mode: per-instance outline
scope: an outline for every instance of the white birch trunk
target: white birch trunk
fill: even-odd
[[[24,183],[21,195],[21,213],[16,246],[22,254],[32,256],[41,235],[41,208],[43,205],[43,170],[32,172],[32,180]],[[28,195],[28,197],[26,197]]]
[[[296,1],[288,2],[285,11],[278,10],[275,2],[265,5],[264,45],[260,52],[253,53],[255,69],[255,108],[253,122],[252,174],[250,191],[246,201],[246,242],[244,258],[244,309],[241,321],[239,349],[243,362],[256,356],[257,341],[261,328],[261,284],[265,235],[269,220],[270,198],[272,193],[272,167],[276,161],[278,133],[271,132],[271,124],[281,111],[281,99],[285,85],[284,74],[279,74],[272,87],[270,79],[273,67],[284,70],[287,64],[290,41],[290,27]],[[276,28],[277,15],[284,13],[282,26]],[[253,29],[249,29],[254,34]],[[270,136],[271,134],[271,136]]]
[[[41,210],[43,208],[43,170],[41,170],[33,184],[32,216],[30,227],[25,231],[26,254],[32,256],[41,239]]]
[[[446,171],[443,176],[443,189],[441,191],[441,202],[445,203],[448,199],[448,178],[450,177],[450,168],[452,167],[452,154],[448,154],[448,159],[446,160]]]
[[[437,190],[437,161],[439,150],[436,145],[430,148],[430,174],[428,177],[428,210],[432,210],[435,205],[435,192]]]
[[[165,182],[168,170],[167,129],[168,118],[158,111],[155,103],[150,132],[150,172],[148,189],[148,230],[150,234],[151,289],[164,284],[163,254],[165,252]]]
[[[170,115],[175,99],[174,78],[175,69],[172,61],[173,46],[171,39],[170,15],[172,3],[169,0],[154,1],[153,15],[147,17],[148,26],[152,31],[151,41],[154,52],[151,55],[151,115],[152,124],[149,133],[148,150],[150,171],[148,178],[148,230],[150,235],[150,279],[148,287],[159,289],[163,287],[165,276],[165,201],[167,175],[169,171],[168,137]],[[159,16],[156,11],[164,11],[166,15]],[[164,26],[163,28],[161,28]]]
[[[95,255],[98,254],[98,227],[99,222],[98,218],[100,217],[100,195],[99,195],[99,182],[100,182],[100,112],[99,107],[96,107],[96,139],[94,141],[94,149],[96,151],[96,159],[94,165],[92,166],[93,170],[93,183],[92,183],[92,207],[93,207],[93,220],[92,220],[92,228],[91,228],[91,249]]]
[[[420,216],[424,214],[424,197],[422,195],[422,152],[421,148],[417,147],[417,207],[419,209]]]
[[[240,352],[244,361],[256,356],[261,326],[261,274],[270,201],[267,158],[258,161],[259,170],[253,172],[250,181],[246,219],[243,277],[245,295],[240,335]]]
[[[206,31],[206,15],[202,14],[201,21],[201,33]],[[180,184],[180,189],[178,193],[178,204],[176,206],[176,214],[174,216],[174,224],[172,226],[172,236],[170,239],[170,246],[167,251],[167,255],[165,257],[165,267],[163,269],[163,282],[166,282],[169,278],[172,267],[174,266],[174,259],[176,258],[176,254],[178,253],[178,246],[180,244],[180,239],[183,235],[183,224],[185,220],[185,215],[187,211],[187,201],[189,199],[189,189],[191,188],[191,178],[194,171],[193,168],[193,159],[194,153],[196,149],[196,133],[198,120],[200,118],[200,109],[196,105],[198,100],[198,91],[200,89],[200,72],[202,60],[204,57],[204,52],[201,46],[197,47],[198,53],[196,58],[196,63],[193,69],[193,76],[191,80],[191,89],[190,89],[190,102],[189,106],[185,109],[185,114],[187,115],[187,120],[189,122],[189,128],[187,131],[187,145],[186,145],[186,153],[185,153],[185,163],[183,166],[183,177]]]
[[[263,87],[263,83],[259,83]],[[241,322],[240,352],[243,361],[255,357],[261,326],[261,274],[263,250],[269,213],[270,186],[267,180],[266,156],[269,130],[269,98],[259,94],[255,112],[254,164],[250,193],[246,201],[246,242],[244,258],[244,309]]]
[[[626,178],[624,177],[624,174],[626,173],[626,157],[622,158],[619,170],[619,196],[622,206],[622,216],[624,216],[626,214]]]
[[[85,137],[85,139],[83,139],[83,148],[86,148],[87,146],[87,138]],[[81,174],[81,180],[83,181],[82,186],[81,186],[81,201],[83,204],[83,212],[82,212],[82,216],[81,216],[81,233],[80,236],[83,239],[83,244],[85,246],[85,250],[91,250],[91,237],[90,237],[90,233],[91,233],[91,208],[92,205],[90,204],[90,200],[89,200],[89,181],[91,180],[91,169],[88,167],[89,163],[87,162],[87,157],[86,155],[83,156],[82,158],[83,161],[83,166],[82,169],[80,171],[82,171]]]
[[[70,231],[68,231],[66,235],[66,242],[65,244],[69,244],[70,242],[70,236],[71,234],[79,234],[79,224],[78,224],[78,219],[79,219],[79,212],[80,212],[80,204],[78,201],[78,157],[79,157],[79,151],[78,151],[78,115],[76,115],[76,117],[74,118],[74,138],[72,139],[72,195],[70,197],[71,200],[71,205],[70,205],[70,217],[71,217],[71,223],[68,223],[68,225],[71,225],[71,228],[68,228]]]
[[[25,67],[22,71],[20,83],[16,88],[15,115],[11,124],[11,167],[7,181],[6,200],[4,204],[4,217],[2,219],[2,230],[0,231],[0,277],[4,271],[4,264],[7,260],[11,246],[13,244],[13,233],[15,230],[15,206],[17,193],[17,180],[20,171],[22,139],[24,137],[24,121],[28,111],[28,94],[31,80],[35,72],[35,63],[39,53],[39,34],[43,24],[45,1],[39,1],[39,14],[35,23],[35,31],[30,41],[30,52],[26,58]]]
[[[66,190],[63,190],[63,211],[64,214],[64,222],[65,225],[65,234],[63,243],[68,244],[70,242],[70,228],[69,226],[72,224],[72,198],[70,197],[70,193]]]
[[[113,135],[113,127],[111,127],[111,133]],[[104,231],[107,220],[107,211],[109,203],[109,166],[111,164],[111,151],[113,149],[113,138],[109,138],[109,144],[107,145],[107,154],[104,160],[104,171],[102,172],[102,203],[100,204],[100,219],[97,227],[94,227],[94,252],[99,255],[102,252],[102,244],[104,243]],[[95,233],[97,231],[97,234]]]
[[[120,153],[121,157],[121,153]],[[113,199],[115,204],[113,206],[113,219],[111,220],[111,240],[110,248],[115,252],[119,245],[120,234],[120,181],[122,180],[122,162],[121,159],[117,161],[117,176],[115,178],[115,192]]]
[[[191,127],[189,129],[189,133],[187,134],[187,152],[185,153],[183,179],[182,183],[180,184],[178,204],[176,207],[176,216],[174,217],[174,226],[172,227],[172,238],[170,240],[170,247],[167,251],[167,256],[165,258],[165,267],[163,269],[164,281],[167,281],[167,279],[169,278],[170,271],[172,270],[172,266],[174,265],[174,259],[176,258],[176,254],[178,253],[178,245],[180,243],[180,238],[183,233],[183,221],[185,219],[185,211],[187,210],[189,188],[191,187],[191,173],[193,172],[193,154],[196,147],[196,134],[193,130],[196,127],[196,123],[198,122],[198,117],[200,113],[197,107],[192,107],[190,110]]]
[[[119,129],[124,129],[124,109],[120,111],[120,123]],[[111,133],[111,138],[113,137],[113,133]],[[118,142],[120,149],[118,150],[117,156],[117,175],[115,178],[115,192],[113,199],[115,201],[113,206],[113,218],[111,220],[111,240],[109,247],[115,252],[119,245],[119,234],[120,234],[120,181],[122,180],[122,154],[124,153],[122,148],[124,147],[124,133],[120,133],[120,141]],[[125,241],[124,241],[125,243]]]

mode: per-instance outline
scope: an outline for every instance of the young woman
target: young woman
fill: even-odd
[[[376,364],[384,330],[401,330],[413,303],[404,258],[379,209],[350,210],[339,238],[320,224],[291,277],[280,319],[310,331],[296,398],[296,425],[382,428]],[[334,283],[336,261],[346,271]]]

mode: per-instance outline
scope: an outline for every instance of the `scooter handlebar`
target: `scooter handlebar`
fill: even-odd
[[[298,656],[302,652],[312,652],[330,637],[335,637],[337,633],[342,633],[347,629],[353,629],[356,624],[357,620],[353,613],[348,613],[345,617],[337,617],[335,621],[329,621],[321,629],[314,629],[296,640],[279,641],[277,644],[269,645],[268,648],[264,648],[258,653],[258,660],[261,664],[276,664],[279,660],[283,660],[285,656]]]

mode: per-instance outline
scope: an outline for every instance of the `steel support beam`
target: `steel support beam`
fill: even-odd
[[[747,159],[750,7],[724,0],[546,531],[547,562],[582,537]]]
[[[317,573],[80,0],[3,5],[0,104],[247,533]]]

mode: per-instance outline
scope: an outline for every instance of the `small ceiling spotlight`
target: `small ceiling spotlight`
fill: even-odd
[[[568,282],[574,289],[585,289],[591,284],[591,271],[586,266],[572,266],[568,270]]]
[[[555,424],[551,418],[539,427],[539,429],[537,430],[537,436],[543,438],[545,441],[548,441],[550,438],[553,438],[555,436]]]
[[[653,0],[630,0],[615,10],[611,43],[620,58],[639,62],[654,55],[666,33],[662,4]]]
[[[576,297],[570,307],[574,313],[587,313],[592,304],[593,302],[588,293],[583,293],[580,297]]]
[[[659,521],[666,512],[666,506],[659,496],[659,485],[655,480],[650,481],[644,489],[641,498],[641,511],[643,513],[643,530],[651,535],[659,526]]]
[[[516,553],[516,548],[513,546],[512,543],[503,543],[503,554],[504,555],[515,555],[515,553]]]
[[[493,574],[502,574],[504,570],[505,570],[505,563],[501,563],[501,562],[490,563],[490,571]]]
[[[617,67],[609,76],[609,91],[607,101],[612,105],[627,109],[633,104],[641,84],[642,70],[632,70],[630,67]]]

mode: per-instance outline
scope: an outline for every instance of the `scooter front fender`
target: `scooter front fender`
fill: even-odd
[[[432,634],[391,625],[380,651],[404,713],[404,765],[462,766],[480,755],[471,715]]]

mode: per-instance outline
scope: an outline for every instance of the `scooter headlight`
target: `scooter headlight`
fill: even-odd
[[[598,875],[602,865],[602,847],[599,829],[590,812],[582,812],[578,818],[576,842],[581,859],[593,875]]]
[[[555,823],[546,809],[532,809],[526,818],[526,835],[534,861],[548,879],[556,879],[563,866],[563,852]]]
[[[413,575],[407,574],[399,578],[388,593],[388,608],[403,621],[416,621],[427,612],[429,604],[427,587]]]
* * * * * * * * *
→ **Exercise goal**: Please set down again, word for word, only the lines from the start of the entries through the line with "target: white birch trunk", both ends included.

→ **The answer**:
mode: per-instance outline
scope: an outline for every instance of the white birch trunk
target: white birch trunk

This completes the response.